問題の詳細 →
次の1.から3.の記述が高野山と空海についての文章の内容と合っているかを、それぞれ「はい」か「いいえ」で答えよ。判断の決め手となる本文の語句も正確に引用すること。
1. 空海と最澄は同じ船に乗って唐へ渡った。
2. 空海は19歳の頃から山での修行に入った。
3. 弘法大師という名は、空海が生きているうちに名乗ったものである。

本文テキスト →

◆ ◆ ◆ ◆ ◆ ◆ ◆

鯖棒亭日乗(下)

日常の記録写真と駄文  sababoutei@gmail.com

高野山01

高野山について簡単にだが書いていこうと思う

仏教、そして密教となるとあまりにも複雑すぎて俺自身も理解しきれてないし簡単にしか書けないのではあるが

知れば知るほど面白く興味深い教えの一つである

高野山へは何らかの理由で空海さんに呼ばれた人だけが訪れることができると言われている

つまり「高野山へ行きたい」と思い立った時点で空海こと弘法大師に呼ばれているのである

「ちょっときなさい」と

呼ばれた理由は本人が高野山を訪れて奥の院へ参拝した時に知ることになるはず

ちなみによく間違えられることに弘法大師の呼び方がある

確かブラタモリでも女子アナが間違えてたが聖徳太子と同じように「たいし」と呼ぶ人がいるが正しくは「だいし」である

弘法大師 

漢字は「太」ではなく「大」なのだ

本名は空海

室戸岬での修行中に洞窟の中から見えたものが「空と海」のみ

そこからつけられた名だと言われている

弘法大師とは空海さんが入滅後に醍醐天皇から頂いた諡号である

ちなみに幼少の名は佐伯真魚だ

親しみを込めて「お大師さん」「弘法さん」などと呼ばれることも多い

そんな空海さん

若かりし頃は大学で勉強をしていた

あの時代に大学で勉強できるのだから空海さんも地元ではエリートだったはずである

しかし同時代に生きたライバルであり共に仏道を学ぶ最澄さんはスーパーエリートである

唐へも国からお金を出してもらい留学できた人だ

それに対して空海さんは自費で唐へ渡る

きっかけは大学の勉強に疑問を抱き19歳の頃から山での修行に入る

この時に修験道との交流があったと思われる

ブォーブォーと法螺貝を吹く山伏さんである

そしてこの頃に真言宗の基礎となる「大日経」にも触れて僅かながらに日本へ伝わってきている密教とも出会ったのではないか?とも

ただこの頃の空海さんの足取りはよく分かっていない

そして24歳の時に後に国宝となる『聾瞽指帰』を書いて決心する

仏道への道を

唐へ渡ることを

西暦804年

日本仏教の基礎となる天台宗真言宗

それぞれの開祖でもある最澄空海

船は違えど同じ日に唐へと旅だったのであった

今と違い命をかけた旅である

半分の船は遭難した

しかし二人は無事にたどり着く

これも縁である

仏教との縁

国からの支援を得ている最澄は予定通り足早に天台の教えを学び少しだけの密教を日本に持ち帰った

空海さんの乗った船は嵐により流されて予定外の場所へとたどり着いた

そのためになかなか入国審査が通らない

海賊などの疑いをかけられて50日間拘束

そんな時に空海さんの書が助けとなった

遣唐大使に代わり空海さんが福州の長官へ嘆願書を代筆した

「な、なんて素晴らしい文章。そして素晴らしい字」

「こんなの素晴らしい物が書ける人は決して悪人ではない」

◆ ◆ ◆ ◆ ◆ ◆ ◆

記録一覧 →

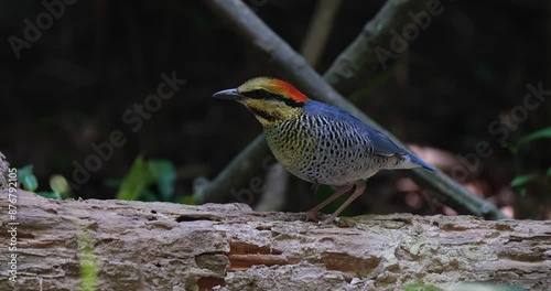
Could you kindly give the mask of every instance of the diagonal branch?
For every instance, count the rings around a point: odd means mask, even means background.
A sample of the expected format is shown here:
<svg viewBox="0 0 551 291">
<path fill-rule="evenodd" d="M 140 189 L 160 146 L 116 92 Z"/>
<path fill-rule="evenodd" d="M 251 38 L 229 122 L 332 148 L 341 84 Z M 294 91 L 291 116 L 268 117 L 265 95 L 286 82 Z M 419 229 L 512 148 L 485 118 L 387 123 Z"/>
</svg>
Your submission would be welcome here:
<svg viewBox="0 0 551 291">
<path fill-rule="evenodd" d="M 287 78 L 298 88 L 305 91 L 306 95 L 341 107 L 342 109 L 356 116 L 367 125 L 370 125 L 382 133 L 387 134 L 397 144 L 406 147 L 403 143 L 399 142 L 398 139 L 390 132 L 377 125 L 368 116 L 361 112 L 361 110 L 343 98 L 333 87 L 329 86 L 329 84 L 327 84 L 327 82 L 325 82 L 311 66 L 307 65 L 302 56 L 294 52 L 291 46 L 289 46 L 289 44 L 287 44 L 279 35 L 277 35 L 241 1 L 204 0 L 204 2 L 218 17 L 220 17 L 220 19 L 228 22 L 238 36 L 244 39 L 246 42 L 255 45 L 259 51 L 266 53 L 267 57 L 271 60 L 272 64 L 281 69 L 282 74 L 285 75 Z M 379 14 L 374 19 L 374 21 L 383 21 L 386 18 L 396 18 L 398 20 L 407 21 L 404 17 L 406 13 L 411 10 L 417 11 L 414 9 L 419 9 L 419 7 L 422 7 L 424 2 L 425 0 L 389 0 L 379 11 Z M 397 14 L 398 11 L 401 11 L 401 13 L 403 14 Z M 345 51 L 345 54 L 347 54 L 346 60 L 349 60 L 350 62 L 354 61 L 352 63 L 347 63 L 355 64 L 356 66 L 361 67 L 360 69 L 354 69 L 354 72 L 357 72 L 357 74 L 367 74 L 374 71 L 374 68 L 369 65 L 372 64 L 372 60 L 371 62 L 355 62 L 356 60 L 361 60 L 364 57 L 375 57 L 372 53 L 366 55 L 366 50 L 372 47 L 372 45 L 366 46 L 361 43 L 365 43 L 366 41 L 369 42 L 368 39 L 372 39 L 369 37 L 369 35 L 372 33 L 375 33 L 376 35 L 377 33 L 388 34 L 386 32 L 390 30 L 390 28 L 381 29 L 379 26 L 377 30 L 372 31 L 372 25 L 375 24 L 371 23 L 372 22 L 369 22 L 365 26 L 360 36 L 358 36 Z M 389 25 L 399 24 L 399 22 L 397 21 L 383 21 L 383 23 L 389 23 Z M 375 39 L 380 41 L 386 40 L 385 37 Z M 388 45 L 388 43 L 380 44 Z M 337 64 L 339 64 L 338 60 L 339 58 L 337 58 L 336 62 Z M 341 69 L 336 69 L 335 67 L 341 67 Z M 347 67 L 345 66 L 344 68 Z M 336 71 L 339 71 L 341 73 L 337 73 Z M 342 63 L 341 65 L 332 66 L 332 69 L 329 69 L 326 76 L 334 77 L 328 78 L 328 82 L 332 82 L 332 85 L 338 87 L 337 80 L 353 79 L 352 77 L 343 78 L 342 72 L 344 72 Z M 358 76 L 358 78 L 360 76 Z M 252 160 L 250 157 L 258 157 L 259 154 L 261 155 L 261 152 L 267 151 L 266 148 L 266 142 L 262 142 L 260 138 L 257 138 L 251 144 L 247 147 L 246 151 L 248 152 L 248 154 L 241 152 L 231 161 L 231 163 L 228 165 L 228 169 L 239 169 L 241 168 L 240 165 L 249 164 L 251 161 L 255 161 L 253 163 L 260 163 L 259 159 Z M 260 168 L 260 164 L 258 166 Z M 505 218 L 505 216 L 497 209 L 494 204 L 473 195 L 442 172 L 432 173 L 422 169 L 415 169 L 410 171 L 410 173 L 413 180 L 421 186 L 430 190 L 430 193 L 434 197 L 453 207 L 458 213 L 483 216 L 489 219 Z M 237 182 L 239 181 L 237 177 L 242 176 L 241 174 L 242 173 L 236 173 L 225 170 L 213 181 L 213 183 L 207 184 L 202 188 L 197 188 L 198 192 L 195 194 L 198 198 L 203 197 L 204 200 L 214 202 L 224 201 L 224 197 L 227 196 L 227 193 L 231 188 L 231 185 L 238 185 Z M 250 177 L 250 175 L 248 175 L 247 177 Z M 220 187 L 219 185 L 229 187 Z"/>
</svg>

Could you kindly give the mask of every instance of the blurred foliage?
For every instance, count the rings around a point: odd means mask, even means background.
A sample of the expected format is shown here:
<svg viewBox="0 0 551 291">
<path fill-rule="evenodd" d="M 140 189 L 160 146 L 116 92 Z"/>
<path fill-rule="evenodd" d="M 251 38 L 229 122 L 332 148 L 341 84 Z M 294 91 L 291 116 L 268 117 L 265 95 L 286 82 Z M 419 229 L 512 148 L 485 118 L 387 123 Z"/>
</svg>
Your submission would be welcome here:
<svg viewBox="0 0 551 291">
<path fill-rule="evenodd" d="M 532 195 L 538 197 L 538 193 L 543 193 L 543 205 L 551 207 L 551 164 L 548 165 L 548 170 L 542 172 L 526 172 L 522 169 L 527 165 L 523 164 L 525 161 L 520 158 L 520 152 L 525 149 L 529 149 L 529 144 L 539 140 L 551 140 L 551 127 L 540 129 L 538 131 L 531 132 L 522 138 L 520 138 L 516 143 L 508 143 L 507 149 L 514 155 L 516 176 L 512 177 L 510 185 L 519 194 L 517 202 L 517 212 L 527 212 L 523 207 L 522 201 L 527 195 Z M 533 171 L 533 170 L 532 170 Z M 532 187 L 532 193 L 529 193 L 530 185 Z M 542 215 L 544 217 L 544 214 Z"/>
<path fill-rule="evenodd" d="M 33 173 L 33 168 L 32 164 L 29 164 L 18 169 L 18 179 L 24 190 L 36 192 L 41 196 L 53 200 L 63 200 L 73 196 L 67 181 L 60 174 L 54 174 L 50 177 L 50 187 L 52 191 L 36 191 L 39 188 L 39 180 Z"/>
<path fill-rule="evenodd" d="M 106 183 L 110 186 L 119 185 L 117 200 L 174 201 L 175 180 L 176 170 L 172 162 L 145 160 L 140 154 L 121 182 L 109 180 Z M 156 186 L 156 193 L 151 190 L 152 186 Z"/>
<path fill-rule="evenodd" d="M 39 180 L 33 174 L 32 164 L 18 169 L 18 180 L 26 191 L 34 192 L 39 188 Z"/>
</svg>

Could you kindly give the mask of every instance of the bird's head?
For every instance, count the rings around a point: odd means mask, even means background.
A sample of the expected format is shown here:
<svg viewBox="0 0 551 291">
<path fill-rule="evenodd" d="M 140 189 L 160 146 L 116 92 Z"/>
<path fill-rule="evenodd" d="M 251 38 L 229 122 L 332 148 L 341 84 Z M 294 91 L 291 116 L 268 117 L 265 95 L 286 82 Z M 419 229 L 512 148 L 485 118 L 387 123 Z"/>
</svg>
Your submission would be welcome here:
<svg viewBox="0 0 551 291">
<path fill-rule="evenodd" d="M 298 118 L 309 100 L 291 84 L 269 77 L 249 79 L 237 88 L 218 91 L 213 97 L 245 105 L 264 128 Z"/>
</svg>

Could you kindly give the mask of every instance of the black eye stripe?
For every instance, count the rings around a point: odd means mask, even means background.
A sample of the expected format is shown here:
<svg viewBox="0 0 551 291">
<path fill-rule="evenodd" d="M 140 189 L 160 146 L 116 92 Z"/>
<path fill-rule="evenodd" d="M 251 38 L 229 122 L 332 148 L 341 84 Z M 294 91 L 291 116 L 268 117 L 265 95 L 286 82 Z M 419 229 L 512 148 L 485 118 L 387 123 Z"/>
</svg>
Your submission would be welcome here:
<svg viewBox="0 0 551 291">
<path fill-rule="evenodd" d="M 251 90 L 251 91 L 242 91 L 240 93 L 240 95 L 247 97 L 247 98 L 251 98 L 251 99 L 272 99 L 272 100 L 278 100 L 278 101 L 282 101 L 284 104 L 287 104 L 288 106 L 291 106 L 291 107 L 302 107 L 304 105 L 304 103 L 299 103 L 299 101 L 295 101 L 293 99 L 290 99 L 290 98 L 285 98 L 281 95 L 278 95 L 278 94 L 273 94 L 273 93 L 269 93 L 264 89 L 256 89 L 256 90 Z"/>
<path fill-rule="evenodd" d="M 256 109 L 256 108 L 252 108 L 250 107 L 250 110 L 257 115 L 257 116 L 260 116 L 261 118 L 268 120 L 268 121 L 274 121 L 276 120 L 276 117 L 269 115 L 268 112 L 266 111 L 262 111 L 262 110 L 259 110 L 259 109 Z"/>
</svg>

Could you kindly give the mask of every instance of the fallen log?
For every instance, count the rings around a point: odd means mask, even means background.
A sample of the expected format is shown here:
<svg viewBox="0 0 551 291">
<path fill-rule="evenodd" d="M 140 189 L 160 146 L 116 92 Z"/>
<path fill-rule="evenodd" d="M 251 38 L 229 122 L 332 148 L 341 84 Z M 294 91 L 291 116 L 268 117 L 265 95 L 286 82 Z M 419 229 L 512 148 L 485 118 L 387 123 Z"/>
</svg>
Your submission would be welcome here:
<svg viewBox="0 0 551 291">
<path fill-rule="evenodd" d="M 17 251 L 13 231 L 0 235 L 0 290 L 75 290 L 85 259 L 98 290 L 551 287 L 549 220 L 392 214 L 318 226 L 245 204 L 55 201 L 22 190 L 15 203 L 1 193 L 0 208 L 3 229 L 17 227 Z"/>
</svg>

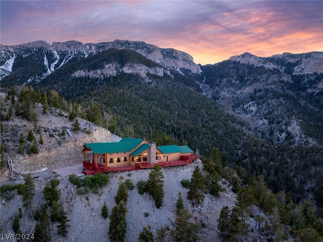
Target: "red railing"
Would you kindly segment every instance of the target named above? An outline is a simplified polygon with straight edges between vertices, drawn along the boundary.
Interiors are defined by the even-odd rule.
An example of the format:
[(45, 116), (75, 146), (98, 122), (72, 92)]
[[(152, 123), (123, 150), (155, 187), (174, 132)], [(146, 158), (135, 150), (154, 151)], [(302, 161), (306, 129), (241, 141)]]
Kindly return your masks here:
[(86, 170), (89, 171), (95, 171), (95, 164), (90, 162), (89, 160), (85, 160), (83, 161), (83, 166)]
[[(193, 161), (197, 160), (197, 156), (195, 154), (185, 155), (181, 156), (179, 161), (159, 162), (157, 164), (161, 167), (184, 166), (191, 163)], [(142, 162), (136, 163), (135, 166), (129, 165), (106, 167), (99, 164), (97, 167), (95, 167), (95, 164), (90, 162), (89, 160), (85, 160), (83, 161), (83, 166), (86, 170), (83, 170), (82, 173), (86, 175), (92, 175), (95, 172), (118, 172), (119, 171), (133, 171), (141, 169), (152, 168), (154, 165), (154, 164), (149, 164), (148, 162)]]

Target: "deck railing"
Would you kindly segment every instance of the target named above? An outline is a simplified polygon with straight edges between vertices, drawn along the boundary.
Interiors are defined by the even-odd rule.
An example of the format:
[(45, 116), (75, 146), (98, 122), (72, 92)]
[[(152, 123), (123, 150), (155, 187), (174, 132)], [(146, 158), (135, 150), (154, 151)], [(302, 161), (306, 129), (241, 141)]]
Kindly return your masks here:
[[(193, 161), (197, 159), (197, 156), (195, 154), (181, 156), (180, 160), (174, 161), (163, 161), (158, 162), (157, 165), (161, 167), (184, 166), (188, 165), (193, 162)], [(88, 174), (88, 171), (93, 171), (95, 172), (118, 172), (119, 171), (127, 171), (134, 170), (140, 170), (141, 169), (151, 168), (153, 167), (154, 164), (149, 164), (148, 162), (142, 162), (136, 163), (135, 166), (129, 165), (124, 166), (115, 166), (112, 167), (106, 167), (101, 164), (97, 164), (95, 166), (95, 164), (90, 162), (89, 160), (84, 160), (83, 161), (83, 166), (84, 168), (88, 171), (84, 174)]]

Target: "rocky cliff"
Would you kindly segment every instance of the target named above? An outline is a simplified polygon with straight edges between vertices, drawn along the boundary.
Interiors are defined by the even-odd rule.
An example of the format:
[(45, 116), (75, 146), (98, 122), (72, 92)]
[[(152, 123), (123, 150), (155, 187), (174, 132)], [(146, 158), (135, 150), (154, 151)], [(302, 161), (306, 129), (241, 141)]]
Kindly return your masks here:
[[(40, 48), (42, 48), (43, 51)], [(72, 59), (79, 60), (112, 49), (134, 50), (167, 69), (177, 71), (184, 69), (194, 74), (200, 73), (200, 66), (194, 62), (193, 57), (188, 54), (173, 49), (161, 49), (144, 42), (118, 39), (98, 43), (83, 43), (72, 40), (54, 42), (49, 44), (44, 41), (39, 40), (12, 46), (0, 45), (2, 54), (0, 78), (10, 75), (13, 67), (19, 68), (18, 66), (22, 62), (25, 62), (26, 58), (35, 53), (39, 56), (36, 60), (37, 60), (37, 65), (39, 65), (40, 70), (37, 73), (32, 73), (31, 76), (28, 76), (25, 81), (30, 79), (41, 79), (39, 77), (43, 78)], [(138, 71), (136, 71), (135, 73)], [(156, 71), (154, 70), (149, 72), (159, 75), (155, 73)], [(159, 73), (160, 71), (160, 70), (157, 71)]]

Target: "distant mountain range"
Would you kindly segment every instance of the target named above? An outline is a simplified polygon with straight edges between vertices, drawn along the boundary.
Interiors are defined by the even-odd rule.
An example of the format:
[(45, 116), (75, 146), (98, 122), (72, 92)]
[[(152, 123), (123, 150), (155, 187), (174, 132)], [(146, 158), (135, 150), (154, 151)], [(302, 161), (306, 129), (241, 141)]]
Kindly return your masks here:
[(166, 134), (201, 156), (215, 147), (224, 166), (263, 175), (275, 192), (319, 201), (322, 52), (246, 53), (202, 66), (184, 52), (128, 40), (36, 41), (0, 51), (4, 91), (54, 89), (88, 120), (112, 117), (109, 129), (120, 136)]
[(70, 97), (77, 95), (75, 78), (103, 80), (123, 73), (150, 81), (168, 76), (216, 100), (262, 139), (323, 143), (323, 52), (266, 58), (245, 53), (201, 66), (184, 52), (129, 40), (37, 41), (1, 45), (0, 51), (3, 87), (47, 86)]

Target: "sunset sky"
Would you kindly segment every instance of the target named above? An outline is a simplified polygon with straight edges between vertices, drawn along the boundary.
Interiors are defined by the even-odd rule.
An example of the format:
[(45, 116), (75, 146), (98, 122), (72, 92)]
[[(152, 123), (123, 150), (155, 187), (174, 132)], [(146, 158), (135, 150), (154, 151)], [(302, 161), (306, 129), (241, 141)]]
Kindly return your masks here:
[(143, 41), (213, 64), (323, 51), (323, 1), (3, 1), (0, 42)]

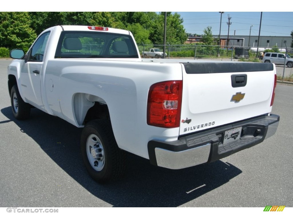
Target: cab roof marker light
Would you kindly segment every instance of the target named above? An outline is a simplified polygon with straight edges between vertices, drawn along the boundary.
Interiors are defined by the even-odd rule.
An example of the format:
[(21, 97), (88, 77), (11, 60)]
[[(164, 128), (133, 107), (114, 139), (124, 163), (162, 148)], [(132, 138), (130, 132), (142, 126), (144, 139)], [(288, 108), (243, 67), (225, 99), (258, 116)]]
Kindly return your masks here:
[(90, 30), (109, 30), (109, 28), (108, 27), (103, 27), (88, 26), (88, 28)]

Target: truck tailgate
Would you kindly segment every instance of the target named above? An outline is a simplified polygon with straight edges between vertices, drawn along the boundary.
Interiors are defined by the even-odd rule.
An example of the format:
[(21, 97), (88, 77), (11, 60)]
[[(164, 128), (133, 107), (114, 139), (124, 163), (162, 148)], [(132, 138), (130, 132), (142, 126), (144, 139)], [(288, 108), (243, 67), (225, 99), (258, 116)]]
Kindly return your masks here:
[(270, 112), (275, 67), (271, 63), (186, 62), (180, 135)]

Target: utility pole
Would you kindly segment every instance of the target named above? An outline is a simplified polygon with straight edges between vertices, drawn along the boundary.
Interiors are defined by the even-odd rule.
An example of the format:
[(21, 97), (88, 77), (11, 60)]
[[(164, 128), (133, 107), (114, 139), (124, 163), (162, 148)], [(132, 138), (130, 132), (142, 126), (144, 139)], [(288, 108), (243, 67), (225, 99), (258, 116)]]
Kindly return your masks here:
[(259, 24), (259, 32), (258, 32), (258, 39), (257, 40), (257, 49), (256, 50), (256, 55), (255, 58), (257, 58), (258, 53), (258, 46), (259, 45), (259, 36), (260, 35), (260, 27), (261, 27), (261, 18), (263, 17), (263, 12), (260, 13), (260, 22)]
[(166, 51), (166, 35), (167, 33), (167, 12), (165, 13), (165, 23), (164, 25), (164, 48), (163, 49), (163, 58), (165, 58), (165, 53)]
[(222, 14), (224, 11), (219, 11), (221, 13), (221, 20), (220, 20), (220, 33), (219, 34), (219, 48), (218, 49), (218, 57), (220, 57), (220, 46), (221, 46), (221, 26), (222, 24)]
[(227, 50), (228, 50), (228, 46), (229, 46), (229, 30), (230, 29), (230, 25), (232, 24), (232, 23), (230, 22), (230, 19), (231, 19), (231, 17), (229, 17), (230, 15), (228, 15), (228, 20), (229, 20), (229, 22), (227, 22), (227, 24), (228, 25), (228, 37), (227, 39)]

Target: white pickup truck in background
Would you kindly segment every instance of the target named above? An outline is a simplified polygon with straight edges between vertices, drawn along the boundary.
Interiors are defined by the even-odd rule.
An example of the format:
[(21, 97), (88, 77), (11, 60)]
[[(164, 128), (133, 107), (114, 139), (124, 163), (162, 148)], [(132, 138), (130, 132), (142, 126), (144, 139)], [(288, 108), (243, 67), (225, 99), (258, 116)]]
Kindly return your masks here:
[(125, 151), (185, 168), (262, 142), (280, 120), (272, 63), (144, 60), (129, 31), (75, 26), (47, 29), (11, 56), (14, 116), (33, 107), (83, 128), (82, 158), (98, 181), (123, 174)]
[[(149, 51), (142, 52), (142, 56), (144, 58), (164, 58), (164, 53), (161, 51), (160, 49), (153, 48), (150, 49)], [(167, 57), (167, 53), (165, 53), (165, 57)]]

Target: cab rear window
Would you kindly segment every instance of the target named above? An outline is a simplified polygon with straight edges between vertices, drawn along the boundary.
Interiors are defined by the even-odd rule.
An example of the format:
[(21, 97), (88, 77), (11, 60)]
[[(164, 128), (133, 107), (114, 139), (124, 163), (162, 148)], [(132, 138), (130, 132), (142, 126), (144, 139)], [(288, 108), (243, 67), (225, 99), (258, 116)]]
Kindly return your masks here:
[(100, 32), (63, 31), (56, 58), (138, 58), (135, 44), (128, 35)]

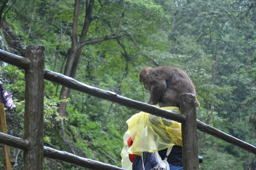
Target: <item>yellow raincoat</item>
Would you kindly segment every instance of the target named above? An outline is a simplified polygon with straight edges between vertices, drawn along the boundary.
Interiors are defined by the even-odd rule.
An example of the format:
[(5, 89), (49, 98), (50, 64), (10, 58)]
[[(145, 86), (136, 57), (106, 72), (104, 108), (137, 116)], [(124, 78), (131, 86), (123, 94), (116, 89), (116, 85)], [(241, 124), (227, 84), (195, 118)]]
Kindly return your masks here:
[[(159, 107), (158, 104), (154, 105)], [(180, 114), (176, 107), (161, 107)], [(128, 154), (141, 156), (141, 151), (153, 152), (173, 145), (182, 146), (181, 124), (175, 121), (141, 112), (126, 121), (128, 130), (124, 136), (124, 148), (121, 153), (122, 167), (131, 169), (132, 163)], [(127, 141), (131, 137), (132, 145), (129, 148)]]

◆ ◆ ◆ ◆ ◆ ◆ ◆

問題の解答 →
1. いいえ。本文には「船は違えど同じ日に唐へと旅だったのであった」とある。
2. はい。本文には「きっかけは大学の勉強に疑問を抱き19歳の頃から山での修行に入る」とある。
3. いいえ。本文には「弘法大師とは空海さんが入滅後に醍醐天皇から頂いた諡号である」とある。